## Provided data
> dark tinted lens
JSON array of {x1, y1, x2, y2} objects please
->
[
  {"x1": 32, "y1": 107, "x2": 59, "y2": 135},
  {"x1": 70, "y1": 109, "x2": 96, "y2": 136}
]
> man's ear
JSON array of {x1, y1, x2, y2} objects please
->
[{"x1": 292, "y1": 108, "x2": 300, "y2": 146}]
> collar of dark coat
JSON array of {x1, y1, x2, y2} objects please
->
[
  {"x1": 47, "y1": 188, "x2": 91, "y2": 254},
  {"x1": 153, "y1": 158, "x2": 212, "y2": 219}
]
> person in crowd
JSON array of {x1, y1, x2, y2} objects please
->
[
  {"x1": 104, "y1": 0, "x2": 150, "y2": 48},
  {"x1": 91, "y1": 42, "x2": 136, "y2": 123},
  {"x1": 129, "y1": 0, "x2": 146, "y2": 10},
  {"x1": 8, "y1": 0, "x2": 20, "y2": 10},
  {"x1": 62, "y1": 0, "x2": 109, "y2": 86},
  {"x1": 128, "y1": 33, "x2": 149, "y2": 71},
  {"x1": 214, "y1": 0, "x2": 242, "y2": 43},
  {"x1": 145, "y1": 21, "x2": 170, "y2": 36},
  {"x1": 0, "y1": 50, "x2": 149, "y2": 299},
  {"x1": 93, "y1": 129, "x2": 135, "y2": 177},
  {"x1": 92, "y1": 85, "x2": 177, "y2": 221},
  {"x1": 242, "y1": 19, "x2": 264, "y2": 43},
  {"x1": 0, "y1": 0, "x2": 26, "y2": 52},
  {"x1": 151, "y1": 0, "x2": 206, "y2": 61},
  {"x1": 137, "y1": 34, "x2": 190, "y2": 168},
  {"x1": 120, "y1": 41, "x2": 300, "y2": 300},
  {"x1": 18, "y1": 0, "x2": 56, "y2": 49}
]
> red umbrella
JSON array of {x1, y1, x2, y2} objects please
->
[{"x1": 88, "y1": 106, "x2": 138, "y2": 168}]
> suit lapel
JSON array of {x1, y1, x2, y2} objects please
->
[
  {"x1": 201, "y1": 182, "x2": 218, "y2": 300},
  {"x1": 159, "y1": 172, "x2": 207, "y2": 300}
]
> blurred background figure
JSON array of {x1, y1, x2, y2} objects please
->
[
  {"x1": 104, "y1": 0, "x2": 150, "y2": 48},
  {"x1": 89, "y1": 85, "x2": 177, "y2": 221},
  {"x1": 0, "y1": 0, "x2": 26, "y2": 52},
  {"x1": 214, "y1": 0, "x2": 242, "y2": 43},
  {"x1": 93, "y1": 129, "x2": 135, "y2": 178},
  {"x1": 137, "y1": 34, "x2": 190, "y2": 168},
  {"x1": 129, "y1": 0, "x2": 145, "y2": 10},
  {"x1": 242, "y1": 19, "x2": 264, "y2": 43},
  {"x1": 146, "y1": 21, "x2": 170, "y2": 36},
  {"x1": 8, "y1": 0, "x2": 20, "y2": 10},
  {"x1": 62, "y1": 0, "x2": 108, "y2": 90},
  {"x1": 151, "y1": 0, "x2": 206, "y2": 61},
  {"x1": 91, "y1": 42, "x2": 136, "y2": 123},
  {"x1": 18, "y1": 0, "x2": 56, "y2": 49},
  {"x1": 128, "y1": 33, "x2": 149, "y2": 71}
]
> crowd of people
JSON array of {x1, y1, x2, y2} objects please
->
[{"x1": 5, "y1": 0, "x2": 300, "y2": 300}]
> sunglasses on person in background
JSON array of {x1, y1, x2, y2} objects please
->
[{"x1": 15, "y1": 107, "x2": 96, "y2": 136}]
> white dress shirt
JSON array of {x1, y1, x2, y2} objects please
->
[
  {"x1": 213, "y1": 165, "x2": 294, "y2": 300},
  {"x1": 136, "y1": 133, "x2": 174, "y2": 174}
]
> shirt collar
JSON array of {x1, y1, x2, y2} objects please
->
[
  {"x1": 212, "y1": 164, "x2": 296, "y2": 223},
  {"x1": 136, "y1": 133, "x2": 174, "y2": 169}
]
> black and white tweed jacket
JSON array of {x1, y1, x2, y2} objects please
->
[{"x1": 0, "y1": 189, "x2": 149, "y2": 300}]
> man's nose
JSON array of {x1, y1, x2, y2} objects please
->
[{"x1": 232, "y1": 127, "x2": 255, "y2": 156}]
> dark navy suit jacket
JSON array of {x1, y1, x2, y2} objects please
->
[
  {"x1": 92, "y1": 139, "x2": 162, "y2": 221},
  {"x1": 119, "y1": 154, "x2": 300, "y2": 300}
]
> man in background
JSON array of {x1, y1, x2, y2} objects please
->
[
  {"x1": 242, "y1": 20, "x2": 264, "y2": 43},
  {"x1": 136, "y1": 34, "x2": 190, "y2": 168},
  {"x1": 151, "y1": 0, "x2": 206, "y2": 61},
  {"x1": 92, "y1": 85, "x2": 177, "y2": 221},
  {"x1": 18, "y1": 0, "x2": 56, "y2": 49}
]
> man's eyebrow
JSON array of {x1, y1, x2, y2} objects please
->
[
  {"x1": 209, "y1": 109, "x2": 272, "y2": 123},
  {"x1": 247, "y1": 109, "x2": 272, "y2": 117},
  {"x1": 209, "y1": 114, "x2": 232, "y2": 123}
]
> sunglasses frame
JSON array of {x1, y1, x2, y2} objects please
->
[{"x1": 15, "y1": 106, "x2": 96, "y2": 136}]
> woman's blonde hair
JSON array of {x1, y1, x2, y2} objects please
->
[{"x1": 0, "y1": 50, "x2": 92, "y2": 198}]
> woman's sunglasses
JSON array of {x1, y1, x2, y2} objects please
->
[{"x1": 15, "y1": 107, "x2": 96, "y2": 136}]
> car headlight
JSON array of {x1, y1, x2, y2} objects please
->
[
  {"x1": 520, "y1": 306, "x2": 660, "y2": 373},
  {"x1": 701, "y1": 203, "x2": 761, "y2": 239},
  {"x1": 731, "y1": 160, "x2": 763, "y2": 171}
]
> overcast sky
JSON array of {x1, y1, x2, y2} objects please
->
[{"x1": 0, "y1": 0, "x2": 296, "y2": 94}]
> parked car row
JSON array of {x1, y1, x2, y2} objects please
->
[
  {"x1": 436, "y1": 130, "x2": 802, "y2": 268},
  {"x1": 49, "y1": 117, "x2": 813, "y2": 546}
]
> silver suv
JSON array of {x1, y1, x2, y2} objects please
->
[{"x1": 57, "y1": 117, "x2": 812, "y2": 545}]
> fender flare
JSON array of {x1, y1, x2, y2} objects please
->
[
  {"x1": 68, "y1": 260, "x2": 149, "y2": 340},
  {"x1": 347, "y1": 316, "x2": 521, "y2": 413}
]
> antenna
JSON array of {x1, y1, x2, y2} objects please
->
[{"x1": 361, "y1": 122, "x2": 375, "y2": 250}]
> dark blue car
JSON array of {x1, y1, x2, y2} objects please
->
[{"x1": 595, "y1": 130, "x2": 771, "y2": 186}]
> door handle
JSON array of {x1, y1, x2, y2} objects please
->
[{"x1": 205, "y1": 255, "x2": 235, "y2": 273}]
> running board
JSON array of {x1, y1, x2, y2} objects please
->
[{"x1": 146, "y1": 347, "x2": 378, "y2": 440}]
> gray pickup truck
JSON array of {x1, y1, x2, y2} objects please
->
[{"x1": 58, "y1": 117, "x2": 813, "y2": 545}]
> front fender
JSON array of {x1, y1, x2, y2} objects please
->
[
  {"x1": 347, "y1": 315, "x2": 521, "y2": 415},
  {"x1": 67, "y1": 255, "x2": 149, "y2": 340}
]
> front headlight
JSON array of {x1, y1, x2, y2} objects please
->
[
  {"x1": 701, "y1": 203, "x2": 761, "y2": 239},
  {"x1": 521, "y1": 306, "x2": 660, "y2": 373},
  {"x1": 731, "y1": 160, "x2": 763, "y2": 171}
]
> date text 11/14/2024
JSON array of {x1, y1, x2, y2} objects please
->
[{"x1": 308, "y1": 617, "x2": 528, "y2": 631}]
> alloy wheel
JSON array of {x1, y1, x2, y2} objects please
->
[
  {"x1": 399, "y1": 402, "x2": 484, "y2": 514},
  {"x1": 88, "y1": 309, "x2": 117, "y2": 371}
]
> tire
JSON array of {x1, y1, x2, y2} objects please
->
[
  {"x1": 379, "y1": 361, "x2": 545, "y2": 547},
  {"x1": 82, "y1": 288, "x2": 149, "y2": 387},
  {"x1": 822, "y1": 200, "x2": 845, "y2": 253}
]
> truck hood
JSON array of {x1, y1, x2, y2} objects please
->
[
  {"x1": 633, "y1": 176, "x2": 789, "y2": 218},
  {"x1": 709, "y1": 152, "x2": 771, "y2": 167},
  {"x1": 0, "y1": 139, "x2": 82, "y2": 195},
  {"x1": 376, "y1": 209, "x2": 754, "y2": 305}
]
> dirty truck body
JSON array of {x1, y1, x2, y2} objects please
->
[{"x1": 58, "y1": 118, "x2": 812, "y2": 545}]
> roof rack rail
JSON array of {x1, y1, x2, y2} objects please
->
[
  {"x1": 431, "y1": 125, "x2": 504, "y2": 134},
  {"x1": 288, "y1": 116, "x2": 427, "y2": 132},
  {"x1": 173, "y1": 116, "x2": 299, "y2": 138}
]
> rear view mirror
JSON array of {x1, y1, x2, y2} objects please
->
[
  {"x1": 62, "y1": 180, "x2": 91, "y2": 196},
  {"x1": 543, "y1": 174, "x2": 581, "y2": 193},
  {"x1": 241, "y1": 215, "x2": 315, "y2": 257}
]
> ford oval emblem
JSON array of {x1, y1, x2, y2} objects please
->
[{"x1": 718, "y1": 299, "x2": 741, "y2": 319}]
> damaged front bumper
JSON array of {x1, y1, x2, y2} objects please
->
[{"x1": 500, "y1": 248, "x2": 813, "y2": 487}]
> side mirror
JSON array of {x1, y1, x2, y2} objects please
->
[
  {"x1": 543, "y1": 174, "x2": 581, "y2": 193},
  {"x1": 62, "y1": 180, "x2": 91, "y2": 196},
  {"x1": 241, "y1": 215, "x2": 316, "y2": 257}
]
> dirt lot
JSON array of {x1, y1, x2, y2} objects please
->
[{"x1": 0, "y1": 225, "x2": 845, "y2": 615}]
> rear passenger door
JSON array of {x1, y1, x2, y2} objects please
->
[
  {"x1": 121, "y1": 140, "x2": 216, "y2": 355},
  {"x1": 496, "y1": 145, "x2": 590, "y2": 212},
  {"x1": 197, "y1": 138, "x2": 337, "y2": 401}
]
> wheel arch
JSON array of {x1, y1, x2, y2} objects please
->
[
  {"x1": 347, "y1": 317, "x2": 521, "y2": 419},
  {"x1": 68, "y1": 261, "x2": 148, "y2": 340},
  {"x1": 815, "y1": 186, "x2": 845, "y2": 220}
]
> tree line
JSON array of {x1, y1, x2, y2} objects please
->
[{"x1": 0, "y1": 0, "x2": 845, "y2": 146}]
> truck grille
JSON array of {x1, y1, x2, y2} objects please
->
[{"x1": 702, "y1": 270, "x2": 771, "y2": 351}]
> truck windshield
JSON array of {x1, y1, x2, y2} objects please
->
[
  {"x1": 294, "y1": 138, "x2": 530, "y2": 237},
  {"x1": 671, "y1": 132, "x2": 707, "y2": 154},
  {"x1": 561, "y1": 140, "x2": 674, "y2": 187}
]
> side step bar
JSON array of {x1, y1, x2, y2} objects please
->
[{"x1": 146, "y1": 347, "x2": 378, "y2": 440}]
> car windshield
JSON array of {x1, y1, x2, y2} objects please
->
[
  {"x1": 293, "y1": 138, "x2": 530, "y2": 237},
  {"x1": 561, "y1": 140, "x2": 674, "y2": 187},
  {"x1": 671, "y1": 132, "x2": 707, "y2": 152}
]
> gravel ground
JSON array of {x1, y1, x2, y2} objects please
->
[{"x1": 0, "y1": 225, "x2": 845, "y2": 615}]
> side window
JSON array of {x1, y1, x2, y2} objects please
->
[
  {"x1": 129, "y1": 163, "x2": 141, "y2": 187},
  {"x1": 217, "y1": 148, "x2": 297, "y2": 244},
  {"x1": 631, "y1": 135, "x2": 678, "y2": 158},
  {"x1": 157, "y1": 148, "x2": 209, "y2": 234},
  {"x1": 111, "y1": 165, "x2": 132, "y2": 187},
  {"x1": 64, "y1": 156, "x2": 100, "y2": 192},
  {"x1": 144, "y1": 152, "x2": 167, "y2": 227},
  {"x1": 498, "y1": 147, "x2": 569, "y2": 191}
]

## Goal of the exercise
Find the line with "side step bar" in the listing above, then write out that line and each remaining line exactly, with no other text.

## Result below
> side step bar
JSON array of {x1, y1, x2, y2} objects please
->
[{"x1": 146, "y1": 347, "x2": 378, "y2": 440}]
> car windshield
JSON array of {x1, y1, x2, y2} objects please
->
[
  {"x1": 293, "y1": 138, "x2": 530, "y2": 237},
  {"x1": 561, "y1": 140, "x2": 674, "y2": 187},
  {"x1": 671, "y1": 132, "x2": 707, "y2": 152}
]
> gravel ground
JSON array of {x1, y1, x2, y2} objects please
->
[{"x1": 0, "y1": 225, "x2": 845, "y2": 615}]
> side window
JSON array of {x1, y1, x2, y2} objects please
->
[
  {"x1": 129, "y1": 163, "x2": 141, "y2": 187},
  {"x1": 217, "y1": 148, "x2": 297, "y2": 244},
  {"x1": 631, "y1": 135, "x2": 678, "y2": 158},
  {"x1": 157, "y1": 148, "x2": 209, "y2": 234},
  {"x1": 111, "y1": 165, "x2": 132, "y2": 187},
  {"x1": 64, "y1": 156, "x2": 100, "y2": 192},
  {"x1": 144, "y1": 152, "x2": 167, "y2": 227},
  {"x1": 498, "y1": 147, "x2": 569, "y2": 191}
]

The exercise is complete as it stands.